## [To do]
Find every line in the items below that contains the word "ceiling", and copy each of those lines out in full.

--- start of Given information ---

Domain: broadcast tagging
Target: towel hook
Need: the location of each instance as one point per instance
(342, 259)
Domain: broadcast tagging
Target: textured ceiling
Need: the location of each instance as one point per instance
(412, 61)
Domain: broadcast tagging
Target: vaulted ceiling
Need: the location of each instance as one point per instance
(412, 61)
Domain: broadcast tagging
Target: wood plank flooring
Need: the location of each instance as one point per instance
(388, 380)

--- end of Given information ---
--- start of Given information ---

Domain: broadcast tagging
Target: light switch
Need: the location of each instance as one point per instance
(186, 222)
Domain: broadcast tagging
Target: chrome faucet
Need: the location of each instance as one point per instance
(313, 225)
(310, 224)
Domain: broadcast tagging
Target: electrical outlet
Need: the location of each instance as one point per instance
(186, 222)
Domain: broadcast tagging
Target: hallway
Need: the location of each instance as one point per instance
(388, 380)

--- end of Given information ---
--- start of Given information ---

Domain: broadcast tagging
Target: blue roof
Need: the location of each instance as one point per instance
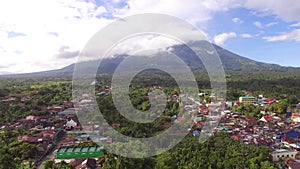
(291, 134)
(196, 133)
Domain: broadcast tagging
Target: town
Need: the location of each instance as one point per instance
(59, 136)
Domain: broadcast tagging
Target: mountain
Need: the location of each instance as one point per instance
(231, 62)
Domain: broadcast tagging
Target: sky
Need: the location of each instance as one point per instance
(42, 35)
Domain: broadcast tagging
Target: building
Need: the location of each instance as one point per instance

--- end of Given information ---

## [Answer in full]
Target: textured ceiling
Target: vaulted ceiling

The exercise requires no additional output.